Arbeitsauftrag 1 =>
Beantworten Sie anhand der Presseschau diese Fragen:
(a) Wie viel Geld schenkt die Hannoveraner Lutherkirche Gottesdienstbesuchern?
(b) Wessen Bilder druckt die SÜDDEUTSCHE ZEITUNG?
(c) Welche Devise vertritt Jörg Magenau im TAGESSPIEGEL?
Arbeitsauftrag 2 => Schreiben Sie aus der Presseschau den Abschnitt von „zitiert die FRANKFURTER“ bis „zu verfahren scheinen.“ wortgetreu ab.

Die Feuilletons befassen sich mit der bevorstehenden Frankfurter Buchmesse, den Ausgrabungen auf dem Areal des Berliner Stadtschlosses und der Hannoveraner Lutherkirche, die Gottesdienstbesuchern fünf Euro schenkt.
"Der freie Informationsfluss und die Freiheit von Meinung und Rede sind das größte Gut der Buchmesse","

zitiert die FRANKFURTER RUNDSCHAU die Organisatoren der Frankfurter Buchmesse, die nach ihrem Kotau gegenüber dem Gastland China vergangene Woche nun nach dem Motto "Volle Kraft voraus!" zu verfahren scheinen.

""Diese Buchmesse wird die spannungsreichste der letzten Jahre. Und die spannendste vielleicht auch","

meint Ina Hartwig in der FRANKFURTER RUNDSCHAU. Wie einen Kommentar dazu druckt die SÜDDEUTSCHE ZEITUNG Bilder des chinesischen Künstlers Ai Weiwei – er dokumentiert nach den Schlägen durch Chinas Obrigkeit mit Fotos seine notwendige ärztliche Behandlung.

""Ai ist Paparazzo in eigener Sache, die Fotos sind einerseits Beweismaterial… andererseits spielt er mit der Sensationslust der Weltöffentlichkeit.","

so die SÜDDEUTSCHE. Im TAGESSPIEGEL findet Jörg Magenau sehr nachdenkliche Worte für den Umgang mit dem schwierigen Buchmessen-Ehrengast China. "Kontroverse statt Kotau", das ist auch seine Devise, und doch warnt Magenau davor, China und seine Künstler einseitig bloß aus der Dissidentenwarte zu sehen und keinen Blick mehr für die Fortschritte im Riesenreich zu haben, die auch Künstler und Autoren immer wieder bestätigen.

""So berechtigt und notwendig alle Fragen nach Dissidenten, Minderheiten, Zensur, inhaftierten und exilierten Autoren auch sind, so verständlich ist auch der chinesische Ärger über die deutsche Überheblichkeit.","

Auszug der Daten =>
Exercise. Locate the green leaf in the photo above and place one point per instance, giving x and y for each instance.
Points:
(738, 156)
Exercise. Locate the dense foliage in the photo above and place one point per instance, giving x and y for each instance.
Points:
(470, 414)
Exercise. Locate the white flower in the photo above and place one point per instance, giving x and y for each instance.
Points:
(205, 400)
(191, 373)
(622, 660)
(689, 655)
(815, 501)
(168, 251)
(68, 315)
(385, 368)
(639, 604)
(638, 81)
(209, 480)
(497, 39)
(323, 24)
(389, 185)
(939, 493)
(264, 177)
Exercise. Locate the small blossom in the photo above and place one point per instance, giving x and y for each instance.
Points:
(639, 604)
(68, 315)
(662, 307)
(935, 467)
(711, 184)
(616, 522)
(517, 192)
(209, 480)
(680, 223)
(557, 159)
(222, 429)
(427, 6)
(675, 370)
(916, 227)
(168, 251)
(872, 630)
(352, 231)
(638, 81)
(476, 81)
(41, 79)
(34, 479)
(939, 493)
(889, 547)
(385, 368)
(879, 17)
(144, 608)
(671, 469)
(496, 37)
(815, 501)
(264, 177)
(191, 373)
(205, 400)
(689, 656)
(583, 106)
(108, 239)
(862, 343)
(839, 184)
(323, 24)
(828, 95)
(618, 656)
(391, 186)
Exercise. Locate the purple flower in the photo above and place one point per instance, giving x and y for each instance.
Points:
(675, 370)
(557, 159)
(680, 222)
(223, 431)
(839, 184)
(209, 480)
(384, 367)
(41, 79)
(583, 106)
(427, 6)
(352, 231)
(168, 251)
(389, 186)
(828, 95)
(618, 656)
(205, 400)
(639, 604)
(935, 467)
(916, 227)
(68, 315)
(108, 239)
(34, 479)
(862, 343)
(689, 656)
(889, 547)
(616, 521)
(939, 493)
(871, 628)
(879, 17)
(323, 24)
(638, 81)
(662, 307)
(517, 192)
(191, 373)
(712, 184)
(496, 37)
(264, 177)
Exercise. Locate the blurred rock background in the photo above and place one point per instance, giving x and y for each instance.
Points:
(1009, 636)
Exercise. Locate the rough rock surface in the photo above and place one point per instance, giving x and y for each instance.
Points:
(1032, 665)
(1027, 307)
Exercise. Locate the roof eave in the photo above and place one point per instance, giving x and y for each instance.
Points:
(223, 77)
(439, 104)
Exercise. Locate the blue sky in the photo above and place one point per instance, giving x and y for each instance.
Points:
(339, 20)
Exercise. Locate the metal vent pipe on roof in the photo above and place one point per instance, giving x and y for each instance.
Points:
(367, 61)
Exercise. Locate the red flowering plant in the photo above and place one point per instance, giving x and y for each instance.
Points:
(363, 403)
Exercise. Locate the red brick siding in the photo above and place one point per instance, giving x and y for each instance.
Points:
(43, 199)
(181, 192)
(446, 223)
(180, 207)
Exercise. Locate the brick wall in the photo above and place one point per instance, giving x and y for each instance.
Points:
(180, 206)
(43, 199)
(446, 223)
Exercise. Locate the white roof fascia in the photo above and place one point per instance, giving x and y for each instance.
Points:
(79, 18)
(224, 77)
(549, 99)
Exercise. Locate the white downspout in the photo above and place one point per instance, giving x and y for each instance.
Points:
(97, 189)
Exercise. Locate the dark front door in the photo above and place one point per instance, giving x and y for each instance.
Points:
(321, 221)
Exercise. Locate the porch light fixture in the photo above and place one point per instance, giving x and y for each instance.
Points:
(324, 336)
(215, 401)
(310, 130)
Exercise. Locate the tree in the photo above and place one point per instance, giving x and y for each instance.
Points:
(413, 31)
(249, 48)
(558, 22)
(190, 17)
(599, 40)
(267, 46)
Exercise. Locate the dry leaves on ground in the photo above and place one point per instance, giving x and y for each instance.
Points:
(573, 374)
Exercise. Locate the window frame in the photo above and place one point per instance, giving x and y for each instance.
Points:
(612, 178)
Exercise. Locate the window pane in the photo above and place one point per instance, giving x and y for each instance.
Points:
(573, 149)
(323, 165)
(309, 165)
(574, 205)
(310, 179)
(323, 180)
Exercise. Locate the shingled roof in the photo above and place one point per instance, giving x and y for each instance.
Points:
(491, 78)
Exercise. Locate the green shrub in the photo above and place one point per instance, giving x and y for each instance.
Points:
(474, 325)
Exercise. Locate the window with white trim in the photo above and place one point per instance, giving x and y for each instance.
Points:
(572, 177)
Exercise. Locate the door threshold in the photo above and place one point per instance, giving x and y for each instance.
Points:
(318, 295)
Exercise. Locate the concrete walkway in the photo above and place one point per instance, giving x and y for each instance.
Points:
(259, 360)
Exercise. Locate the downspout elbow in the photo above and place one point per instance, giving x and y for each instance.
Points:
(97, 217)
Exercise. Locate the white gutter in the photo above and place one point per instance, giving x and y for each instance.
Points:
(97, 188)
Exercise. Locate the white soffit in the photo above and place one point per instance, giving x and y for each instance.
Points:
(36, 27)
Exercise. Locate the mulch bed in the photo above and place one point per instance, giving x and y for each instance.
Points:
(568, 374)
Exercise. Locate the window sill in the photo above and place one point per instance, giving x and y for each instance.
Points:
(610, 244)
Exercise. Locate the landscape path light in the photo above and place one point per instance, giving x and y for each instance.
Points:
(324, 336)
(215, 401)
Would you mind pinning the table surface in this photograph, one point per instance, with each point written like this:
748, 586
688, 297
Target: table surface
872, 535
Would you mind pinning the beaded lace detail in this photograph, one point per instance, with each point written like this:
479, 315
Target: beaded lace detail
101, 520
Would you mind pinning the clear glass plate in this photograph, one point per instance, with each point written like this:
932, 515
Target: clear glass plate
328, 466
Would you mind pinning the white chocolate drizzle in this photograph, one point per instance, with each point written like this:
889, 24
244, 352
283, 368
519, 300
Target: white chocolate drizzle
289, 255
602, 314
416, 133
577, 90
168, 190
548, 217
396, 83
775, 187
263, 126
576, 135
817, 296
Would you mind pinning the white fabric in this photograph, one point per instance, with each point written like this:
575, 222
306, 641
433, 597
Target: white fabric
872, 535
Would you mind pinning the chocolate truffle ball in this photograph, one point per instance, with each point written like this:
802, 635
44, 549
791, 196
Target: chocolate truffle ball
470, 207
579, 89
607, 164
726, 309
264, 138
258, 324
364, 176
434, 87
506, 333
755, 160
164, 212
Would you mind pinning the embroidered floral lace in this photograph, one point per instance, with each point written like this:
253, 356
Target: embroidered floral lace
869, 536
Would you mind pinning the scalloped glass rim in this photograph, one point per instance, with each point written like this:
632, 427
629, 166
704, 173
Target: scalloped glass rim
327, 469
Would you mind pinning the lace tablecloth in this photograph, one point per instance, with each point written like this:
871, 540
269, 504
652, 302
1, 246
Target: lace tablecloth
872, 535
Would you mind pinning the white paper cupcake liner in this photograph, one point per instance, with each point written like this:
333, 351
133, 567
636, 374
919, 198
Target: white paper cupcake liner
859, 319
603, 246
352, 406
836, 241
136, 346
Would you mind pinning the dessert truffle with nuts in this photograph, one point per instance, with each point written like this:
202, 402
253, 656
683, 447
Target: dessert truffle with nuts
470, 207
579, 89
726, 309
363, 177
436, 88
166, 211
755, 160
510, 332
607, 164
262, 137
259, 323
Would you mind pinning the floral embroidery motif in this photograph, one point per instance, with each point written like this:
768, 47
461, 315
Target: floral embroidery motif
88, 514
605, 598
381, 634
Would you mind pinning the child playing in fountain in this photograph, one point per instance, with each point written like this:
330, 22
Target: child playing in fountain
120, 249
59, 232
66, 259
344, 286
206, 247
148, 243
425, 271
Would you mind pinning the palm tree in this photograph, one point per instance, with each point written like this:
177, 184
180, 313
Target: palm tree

Ergebnis 1 =>
(a) Sie schenkt ihnen fünf Euro.
(b) Sie druckt Bilder des chinesischen Künstlers Ai Weiwei.
(c) Seine Devise lautet „Kontroverse statt Kotau“.

Ergebnis 2 =>
zitiert die FRANKFURTER RUNDSCHAU die Organisatoren der Frankfurter Buchmesse, die nach ihrem Kotau gegenüber dem Gastland China vergangene Woche nun nach dem Motto "Volle Kraft voraus!" zu verfahren scheinen.